PROBLEMA PROPOSTO 1:
Indica quante righe dell'elenco contengono la parola "this". Scrivi soltanto il numero.

━━━━━ TESTO SCELTO

Nell'inchiesta agrologica sulla Tripolitania, il C. fu incaricato
insieme con Ghino Valenti (anch'egli marchigiano) di occuparsi delle
questioni più propriamente economiche e sociali.
Il C. in particolare studiò i contratti agrari, le classi
sociali, i costumi e i fenomeni demografici; il suo lavoro,
corredato da disegni e foto, fu ripubblicato a parte dall'editore
Zanichelli ed ebbe un certo successo (Classi rurali,patti agrari e
caratteristiche sociali della popolazione in Tripolitania, Roma
1913; La Tripolitania settentrionale e la sua vita sociale studiate
dal vero, Bologna 1924). La sua posizione è quella di un
colonialista "umanitario", sinceramente convinto della
necessità di emancipare quelle popolazioni dal loro stato di
soggezione politica, civile e culturale, e dell'utilità, per
la popolazione italiana eccedente, di conquistare nuovi posti al
sole.

━━━━━━━━━━
━━━━━ ELENCO DEL COMPITO

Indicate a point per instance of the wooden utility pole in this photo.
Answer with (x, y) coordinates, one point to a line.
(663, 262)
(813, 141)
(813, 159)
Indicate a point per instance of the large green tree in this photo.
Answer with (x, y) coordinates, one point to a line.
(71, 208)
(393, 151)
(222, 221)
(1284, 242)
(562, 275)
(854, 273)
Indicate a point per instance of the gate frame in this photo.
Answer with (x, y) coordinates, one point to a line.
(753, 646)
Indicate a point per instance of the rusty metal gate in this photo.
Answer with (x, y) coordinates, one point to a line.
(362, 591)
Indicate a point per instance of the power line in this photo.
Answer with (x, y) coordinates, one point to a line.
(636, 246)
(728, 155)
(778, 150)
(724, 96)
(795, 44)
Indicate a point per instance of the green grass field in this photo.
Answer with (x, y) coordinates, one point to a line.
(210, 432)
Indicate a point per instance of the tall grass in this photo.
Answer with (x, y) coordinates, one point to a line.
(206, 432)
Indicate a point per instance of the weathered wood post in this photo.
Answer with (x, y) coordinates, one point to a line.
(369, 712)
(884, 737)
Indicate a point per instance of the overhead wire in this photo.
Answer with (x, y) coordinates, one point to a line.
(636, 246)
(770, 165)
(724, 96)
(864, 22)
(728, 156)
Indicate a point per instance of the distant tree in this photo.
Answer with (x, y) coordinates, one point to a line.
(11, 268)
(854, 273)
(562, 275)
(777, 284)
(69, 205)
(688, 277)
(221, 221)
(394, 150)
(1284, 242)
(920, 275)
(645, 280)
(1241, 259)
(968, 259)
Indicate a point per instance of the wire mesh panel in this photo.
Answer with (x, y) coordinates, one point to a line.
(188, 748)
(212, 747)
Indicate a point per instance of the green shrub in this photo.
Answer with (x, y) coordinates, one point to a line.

━━━━━━━━━━

PROBLEMA PROPOSTO 2:
Scrivi il seguito del brano sull'inchiesta agrologica in Tripolitania, riprendendo dopo la sua ultima frase.

RISULTATO OTTENUTO 1:
12

RISULTATO OTTENUTO 2:
Sostanzialmente omogenea a questa fu la posizione che il C. assunse
sull'entrata in guerra dell'Italia nel 1915; egli fu favorevole,
ritenendo necessario per la popolazione italiana un allargamento dei
confini nazionali, e, inoltre, considerando la guerra elemento di
coesione nazionale e patriottica e di riscatto civile per gli strati
inferiori della società. A tale riguardo, svolse una regolare
azione pubblicistica (che gli valse una certa popolarità ed
800 lettere) sulle colonne del Corriere della sera, cui collaborava
dal 1911, per incoraggiare alle armi gli italiani residenti
all'estero con adeguate misure governative, e poi, per favorire il
loro ritorno ai luoghi di lavoro, che era messo in pericolo dalle
leggi restrittive dell'immigrazione che alcuni paesi avevano
adottato. Il C. adoperò anche la sua competenza tecnica per
confutare "l'argomento statistico", secondo il quale l'Italia non
avrebbe avuto il diritto di aspirare a territori in cui non vi fosse
maggioranza di italiani, sforzandosi di dimostrare un'alta
percentuale di italiani nelle terre cosidette "irredente" e
pronunciandosi in favore del "completamento" della vittoria (Inostri
irredenti, Milano 1918).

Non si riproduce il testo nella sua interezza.